» What to work on:
a. Copy the passage of the settlement article from "Why Testing and" up to and including "goods as compliant.".
b. List the specific kinds of equipment that the settlement article names as using components subject to government testing and inspection protocols.

In April 2025, the Department of Justice announced that DRI Relays Inc., a manufacturer of electrical relays and sockets used on military platforms, agreed to pay $15.7 million to resolve False Claims Act allegations. According to the DOJ, between 2015 and 2021, under various Department of Defense contracts and subcontracts, DRI invoiced for military-grade electrical relays and sockets when it knew those parts had not met the testing requirements to be deemed military grade.
In January 2021, DRI’s parent company, TE Connectivity Corporation, disclosed to the Department of Defense that DRI had not conducted certain required tests on MIL-PRF-83536 relays and MIL-DTL-12883 sockets. The company cooperated with the government’s subsequent investigation. Even with that cooperation, the settlement reached $15.7 million, a figure that reflects the six-year span of the conduct and the seriousness with which the government treats failures in the defense supply chain.
“It is essential to the safety and operational readiness of our military that contractors comply with applicable military specifications,” said Acting Assistant Attorney General Yaakov Roth of the DOJ’s Civil Division. “Failures to adhere to established standards when providing military parts can place our Soldiers at significant risk and adversely impact the Army’s warfighting capabilities,” added a senior Army Criminal Investigation Division official.
Why Testing and Inspection Requirements Exist
Defense contracts do not simply require the delivery of a product. They require delivery of a product that meets specific, verified standards. For components used in weapons systems, aircraft, communications equipment, vehicles, and other military platforms, the government sets out detailed testing and inspection protocols that contractors must follow before certifying their goods as compliant.
Those requirements exist because the consequences of failure are not financial. They are operational and human. A relay that has not been tested to military specification may function fine in a commercial setting and fail under the stress and conditions of a combat environment. A part that passes visual inspection but skips required performance tests may not reveal its deficiencies until it is needed.

» Recorded data:
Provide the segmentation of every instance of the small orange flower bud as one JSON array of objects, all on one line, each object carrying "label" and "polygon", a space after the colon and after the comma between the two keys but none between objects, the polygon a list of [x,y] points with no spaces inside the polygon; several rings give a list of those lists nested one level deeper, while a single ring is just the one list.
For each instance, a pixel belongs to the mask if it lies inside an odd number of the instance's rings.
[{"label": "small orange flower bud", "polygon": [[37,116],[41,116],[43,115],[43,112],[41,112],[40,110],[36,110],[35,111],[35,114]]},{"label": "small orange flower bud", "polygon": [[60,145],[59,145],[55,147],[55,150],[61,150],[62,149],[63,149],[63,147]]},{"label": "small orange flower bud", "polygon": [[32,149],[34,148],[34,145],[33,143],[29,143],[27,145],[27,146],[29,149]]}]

» Responses to the tasks:
a.
Why Testing and Inspection Requirements Exist
Defense contracts do not simply require the delivery of a product. They require delivery of a product that meets specific, verified standards. For components used in weapons systems, aircraft, communications equipment, vehicles, and other military platforms, the government sets out detailed testing and inspection protocols that contractors must follow before certifying their goods as compliant.

b. Weapons systems, aircraft, communications equipment, vehicles